■ **Selected extract**
☆ ☆ ☆ ☆

3.6. The Framework of the Proposed Algorithm

Based on the above design, the procedure of the proposed ILSDEMO algorithm for solving MOPs is summarized in Algorithm 1.

Algorithm 1 ILSDEMO

1: Set n=0. Initialize the population P_n{(X_i,F_i,CR_i,S_i),i∈[1,NP]} using OD
2: Evaluate P_n
3: Copy the non-dominated solutions to the archive population PA.
4: while the termination criteria are not satisfied do
5: Set n = n + 1
6: for i=1 to NP do
7: select r1≠r2 ∈{1, 2, …, NP} randomly
8: best∈{1,2,…,fsize} //fsize is the size of the non-dominated set in PA.
9: Perform program segment 1 or 2 using S_i,F_i,CR_i
10: Evaluate V_i
11: if f(V_i) is non-dominated by f(X_i) then
12: if f(V_i) dominates f(X_i) then
13: Mark f(X_i) as an improved individual
14: end if
15: Perform q-Gaussian mutation on V_i
16: Add V_i to PA using k-nearest neighbor rule
17: end if
18: if f(V_i) dominates f(X_i) then
19: X_i = V_i
20: end if
21: endfor
22: Build two Gaussian Models using the F and CR values collected from
the individuals improved by DE
23: Calculate the probabilities of the strategies based on the
individuals improved by DE
24: Generate P_n₊₁ based on P_n and PA using indicator-based selection.
25: Reinitialize F, CR, and S for the unimproved individuals according to
the above models
26: endwhile

4. Experiments

In this section, the performance of ILSDEMO is experimentally investigated, compared with NSGAII, IBEA, and DEMO, which are renowned for their distinctive attributes, manifesting diverse strengths and applicability across various problem domains, commonly serving as benchmark algorithms for comparative analysis. The comparative assessment is conducted utilizing two comprehensive test suites and three rigorous performance metrics, with statistical analysis employed to discern the outcomes. All the experiments are implemented in VC6.0, Matlab 7.1, Sigmaplot 12.0 and run on Intel i5 760 2.8GHz machines with 4GB DDR3 RAM.

☆ ☆ ☆ ☆

■ **The records**
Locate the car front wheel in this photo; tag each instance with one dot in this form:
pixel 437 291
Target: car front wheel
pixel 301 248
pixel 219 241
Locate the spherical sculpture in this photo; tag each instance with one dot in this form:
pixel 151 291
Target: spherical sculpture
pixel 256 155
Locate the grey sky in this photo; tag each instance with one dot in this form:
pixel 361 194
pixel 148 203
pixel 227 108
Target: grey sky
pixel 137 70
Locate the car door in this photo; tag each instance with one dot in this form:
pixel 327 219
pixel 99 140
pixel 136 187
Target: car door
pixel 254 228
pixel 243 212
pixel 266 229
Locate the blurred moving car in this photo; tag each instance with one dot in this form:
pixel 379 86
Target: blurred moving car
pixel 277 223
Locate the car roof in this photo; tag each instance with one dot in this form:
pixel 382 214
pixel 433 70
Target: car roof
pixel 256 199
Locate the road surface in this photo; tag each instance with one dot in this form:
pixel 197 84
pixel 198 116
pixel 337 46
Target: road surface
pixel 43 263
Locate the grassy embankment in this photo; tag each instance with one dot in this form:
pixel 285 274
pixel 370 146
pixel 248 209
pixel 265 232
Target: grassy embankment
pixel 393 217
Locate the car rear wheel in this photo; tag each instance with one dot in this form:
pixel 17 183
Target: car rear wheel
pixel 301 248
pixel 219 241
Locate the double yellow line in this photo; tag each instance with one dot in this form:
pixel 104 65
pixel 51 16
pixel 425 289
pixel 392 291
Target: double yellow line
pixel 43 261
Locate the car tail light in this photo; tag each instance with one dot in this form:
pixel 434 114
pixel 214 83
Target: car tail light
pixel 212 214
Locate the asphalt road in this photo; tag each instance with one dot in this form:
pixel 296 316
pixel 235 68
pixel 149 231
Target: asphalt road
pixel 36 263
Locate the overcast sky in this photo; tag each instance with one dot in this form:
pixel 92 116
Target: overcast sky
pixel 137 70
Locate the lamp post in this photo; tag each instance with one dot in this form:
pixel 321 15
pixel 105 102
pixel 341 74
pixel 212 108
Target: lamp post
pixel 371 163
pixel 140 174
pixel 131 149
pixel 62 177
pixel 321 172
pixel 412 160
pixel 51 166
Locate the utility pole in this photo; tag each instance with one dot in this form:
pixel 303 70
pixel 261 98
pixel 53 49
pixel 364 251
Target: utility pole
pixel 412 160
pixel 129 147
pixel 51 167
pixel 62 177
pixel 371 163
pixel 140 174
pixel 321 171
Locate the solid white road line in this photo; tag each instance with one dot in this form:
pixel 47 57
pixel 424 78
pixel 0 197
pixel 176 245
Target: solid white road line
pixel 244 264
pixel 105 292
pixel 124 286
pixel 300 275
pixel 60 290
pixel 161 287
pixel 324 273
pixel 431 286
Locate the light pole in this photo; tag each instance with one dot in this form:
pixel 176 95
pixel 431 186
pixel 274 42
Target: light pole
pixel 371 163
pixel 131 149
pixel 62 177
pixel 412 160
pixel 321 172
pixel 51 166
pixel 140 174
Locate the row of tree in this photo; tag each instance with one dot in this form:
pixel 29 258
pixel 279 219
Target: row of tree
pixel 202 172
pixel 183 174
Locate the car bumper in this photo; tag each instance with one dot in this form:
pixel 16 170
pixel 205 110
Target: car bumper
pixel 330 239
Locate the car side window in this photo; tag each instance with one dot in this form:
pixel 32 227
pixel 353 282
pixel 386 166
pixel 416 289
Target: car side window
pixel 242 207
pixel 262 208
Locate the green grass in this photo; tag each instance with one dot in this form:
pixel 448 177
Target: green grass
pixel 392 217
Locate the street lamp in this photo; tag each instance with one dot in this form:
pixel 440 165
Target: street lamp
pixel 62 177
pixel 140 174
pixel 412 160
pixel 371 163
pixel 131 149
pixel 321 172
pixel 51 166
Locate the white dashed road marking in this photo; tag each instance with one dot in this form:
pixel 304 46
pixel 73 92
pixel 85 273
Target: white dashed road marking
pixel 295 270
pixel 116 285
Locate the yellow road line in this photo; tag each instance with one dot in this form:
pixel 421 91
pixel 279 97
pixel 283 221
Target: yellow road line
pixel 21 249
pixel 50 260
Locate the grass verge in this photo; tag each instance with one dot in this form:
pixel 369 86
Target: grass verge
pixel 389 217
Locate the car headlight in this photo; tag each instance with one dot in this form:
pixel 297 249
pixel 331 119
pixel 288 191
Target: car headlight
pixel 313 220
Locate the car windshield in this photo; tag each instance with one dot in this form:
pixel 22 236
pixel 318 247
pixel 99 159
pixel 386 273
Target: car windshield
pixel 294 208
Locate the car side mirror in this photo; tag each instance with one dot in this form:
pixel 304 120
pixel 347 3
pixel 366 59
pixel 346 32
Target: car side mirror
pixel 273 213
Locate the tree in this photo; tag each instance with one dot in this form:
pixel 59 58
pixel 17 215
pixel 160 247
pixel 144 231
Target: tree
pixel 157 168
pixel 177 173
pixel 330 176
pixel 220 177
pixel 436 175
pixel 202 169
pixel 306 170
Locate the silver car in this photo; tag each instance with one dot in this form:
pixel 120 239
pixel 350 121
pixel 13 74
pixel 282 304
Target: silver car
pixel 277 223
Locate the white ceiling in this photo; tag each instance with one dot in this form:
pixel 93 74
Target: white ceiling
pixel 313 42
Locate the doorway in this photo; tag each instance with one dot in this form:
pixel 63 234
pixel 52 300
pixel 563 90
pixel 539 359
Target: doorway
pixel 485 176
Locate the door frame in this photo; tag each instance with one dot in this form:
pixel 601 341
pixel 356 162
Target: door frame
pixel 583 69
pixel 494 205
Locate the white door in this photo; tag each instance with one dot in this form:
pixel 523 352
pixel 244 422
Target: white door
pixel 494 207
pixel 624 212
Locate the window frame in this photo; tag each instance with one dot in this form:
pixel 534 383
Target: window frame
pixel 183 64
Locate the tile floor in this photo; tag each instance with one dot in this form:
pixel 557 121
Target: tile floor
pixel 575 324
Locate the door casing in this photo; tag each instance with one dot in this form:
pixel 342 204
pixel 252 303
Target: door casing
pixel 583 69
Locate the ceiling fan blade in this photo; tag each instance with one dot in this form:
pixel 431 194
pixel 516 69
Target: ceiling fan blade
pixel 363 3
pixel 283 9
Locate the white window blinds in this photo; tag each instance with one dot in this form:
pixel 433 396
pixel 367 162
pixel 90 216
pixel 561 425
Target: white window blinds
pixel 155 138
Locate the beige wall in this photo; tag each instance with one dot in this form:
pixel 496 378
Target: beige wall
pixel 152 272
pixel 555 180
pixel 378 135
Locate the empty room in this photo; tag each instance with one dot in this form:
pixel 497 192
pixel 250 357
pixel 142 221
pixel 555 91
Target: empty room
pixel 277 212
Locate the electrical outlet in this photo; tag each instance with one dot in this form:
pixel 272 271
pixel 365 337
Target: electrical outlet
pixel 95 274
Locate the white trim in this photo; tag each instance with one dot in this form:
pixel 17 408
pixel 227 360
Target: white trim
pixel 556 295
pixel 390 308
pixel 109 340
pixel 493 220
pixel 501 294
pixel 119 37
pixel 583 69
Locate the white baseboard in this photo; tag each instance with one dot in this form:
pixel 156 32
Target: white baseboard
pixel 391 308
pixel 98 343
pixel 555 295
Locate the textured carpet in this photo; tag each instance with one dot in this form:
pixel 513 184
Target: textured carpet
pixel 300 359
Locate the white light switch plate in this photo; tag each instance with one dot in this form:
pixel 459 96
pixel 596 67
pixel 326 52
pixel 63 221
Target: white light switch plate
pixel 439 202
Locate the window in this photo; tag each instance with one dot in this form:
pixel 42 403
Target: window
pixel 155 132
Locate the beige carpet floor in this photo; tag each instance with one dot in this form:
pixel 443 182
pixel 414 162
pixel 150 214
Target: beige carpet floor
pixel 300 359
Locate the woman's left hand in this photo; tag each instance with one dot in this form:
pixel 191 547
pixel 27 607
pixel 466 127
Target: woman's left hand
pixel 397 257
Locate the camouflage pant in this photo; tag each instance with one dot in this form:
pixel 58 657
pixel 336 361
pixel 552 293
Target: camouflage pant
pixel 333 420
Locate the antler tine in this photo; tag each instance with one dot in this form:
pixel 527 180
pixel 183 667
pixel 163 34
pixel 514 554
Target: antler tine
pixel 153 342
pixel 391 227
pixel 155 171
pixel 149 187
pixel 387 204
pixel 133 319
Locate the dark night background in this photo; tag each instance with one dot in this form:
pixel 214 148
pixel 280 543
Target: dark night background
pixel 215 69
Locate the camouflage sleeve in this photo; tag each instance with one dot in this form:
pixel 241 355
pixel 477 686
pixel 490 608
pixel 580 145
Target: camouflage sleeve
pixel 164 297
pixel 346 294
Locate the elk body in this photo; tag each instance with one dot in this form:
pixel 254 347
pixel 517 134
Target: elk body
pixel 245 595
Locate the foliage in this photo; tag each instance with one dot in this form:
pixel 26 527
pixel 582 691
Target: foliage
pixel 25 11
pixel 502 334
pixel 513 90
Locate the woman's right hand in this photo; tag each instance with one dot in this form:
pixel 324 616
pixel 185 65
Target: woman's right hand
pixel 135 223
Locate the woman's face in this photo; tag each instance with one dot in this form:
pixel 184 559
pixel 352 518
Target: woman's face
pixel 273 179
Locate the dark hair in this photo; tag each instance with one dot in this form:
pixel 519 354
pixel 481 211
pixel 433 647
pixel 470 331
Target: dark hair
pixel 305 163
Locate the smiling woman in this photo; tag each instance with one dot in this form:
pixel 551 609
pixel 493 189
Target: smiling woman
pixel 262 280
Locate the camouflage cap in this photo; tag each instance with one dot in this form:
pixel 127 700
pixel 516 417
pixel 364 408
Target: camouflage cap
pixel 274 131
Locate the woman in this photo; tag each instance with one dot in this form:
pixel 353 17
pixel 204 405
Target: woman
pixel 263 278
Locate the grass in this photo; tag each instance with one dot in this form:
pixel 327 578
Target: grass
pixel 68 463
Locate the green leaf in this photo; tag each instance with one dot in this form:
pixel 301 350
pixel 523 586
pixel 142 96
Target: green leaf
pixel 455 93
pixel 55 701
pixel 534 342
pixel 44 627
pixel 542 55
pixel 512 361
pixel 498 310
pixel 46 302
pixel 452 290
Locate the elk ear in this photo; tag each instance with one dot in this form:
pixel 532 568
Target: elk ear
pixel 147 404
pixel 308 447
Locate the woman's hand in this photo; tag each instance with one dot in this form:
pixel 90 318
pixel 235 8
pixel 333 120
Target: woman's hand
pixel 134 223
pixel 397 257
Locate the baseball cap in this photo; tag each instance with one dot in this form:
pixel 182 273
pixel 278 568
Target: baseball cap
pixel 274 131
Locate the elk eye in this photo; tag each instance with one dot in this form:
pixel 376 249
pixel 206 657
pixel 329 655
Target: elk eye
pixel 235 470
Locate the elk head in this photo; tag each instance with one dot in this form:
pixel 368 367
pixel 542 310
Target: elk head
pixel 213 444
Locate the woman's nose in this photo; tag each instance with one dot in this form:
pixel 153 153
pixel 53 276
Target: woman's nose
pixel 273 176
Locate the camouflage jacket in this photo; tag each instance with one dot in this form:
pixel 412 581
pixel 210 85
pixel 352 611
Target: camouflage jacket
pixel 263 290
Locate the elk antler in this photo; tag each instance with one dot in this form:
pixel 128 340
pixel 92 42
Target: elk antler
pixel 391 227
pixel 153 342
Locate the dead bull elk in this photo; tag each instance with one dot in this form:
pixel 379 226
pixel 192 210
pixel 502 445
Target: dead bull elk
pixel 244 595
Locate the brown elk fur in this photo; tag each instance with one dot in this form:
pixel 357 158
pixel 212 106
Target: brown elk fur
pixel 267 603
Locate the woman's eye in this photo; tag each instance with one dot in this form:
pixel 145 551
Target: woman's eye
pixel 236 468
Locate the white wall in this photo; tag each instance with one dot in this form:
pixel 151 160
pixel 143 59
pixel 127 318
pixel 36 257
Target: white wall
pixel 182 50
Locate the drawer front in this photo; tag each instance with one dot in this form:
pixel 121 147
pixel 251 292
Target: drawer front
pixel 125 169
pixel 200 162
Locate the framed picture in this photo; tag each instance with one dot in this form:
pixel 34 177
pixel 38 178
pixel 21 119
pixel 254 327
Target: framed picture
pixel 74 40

☆ ☆ ☆ ☆

■ **Things to do**
1) In the ILSDEMO excerpt:
(a) What is used to initialize the population in the first step of Algorithm 1?
(b) What kind of mutation is performed on V_i?
(c) Which three algorithms is ILSDEMO compared with in the experiments?
2) Reproduce the entries verbatim, everything from their first line down to and including the line that contains "pixel 393 217".

■ **Solutions below**
1)
(a) OD
(b) q-Gaussian mutation
(c) NSGAII, IBEA, and DEMO

2)
Locate the car front wheel in this photo; tag each instance with one dot in this form:
pixel 437 291
Target: car front wheel
pixel 301 248
pixel 219 241
Locate the spherical sculpture in this photo; tag each instance with one dot in this form:
pixel 151 291
Target: spherical sculpture
pixel 256 155
Locate the grey sky in this photo; tag each instance with one dot in this form:
pixel 361 194
pixel 148 203
pixel 227 108
Target: grey sky
pixel 137 70
Locate the car door in this photo; tag each instance with one dot in this form:
pixel 327 219
pixel 99 140
pixel 136 187
Target: car door
pixel 254 228
pixel 243 212
pixel 266 229
Locate the blurred moving car in this photo; tag each instance with one dot in this form:
pixel 379 86
Target: blurred moving car
pixel 277 223
Locate the car roof in this photo; tag each instance with one dot in this form:
pixel 382 214
pixel 433 70
Target: car roof
pixel 256 199
Locate the road surface in this photo; tag each instance with one dot in this form:
pixel 197 84
pixel 198 116
pixel 337 46
Target: road surface
pixel 43 263
Locate the grassy embankment in this photo; tag each instance with one dot in this form:
pixel 285 274
pixel 370 146
pixel 248 209
pixel 265 232
Target: grassy embankment
pixel 393 217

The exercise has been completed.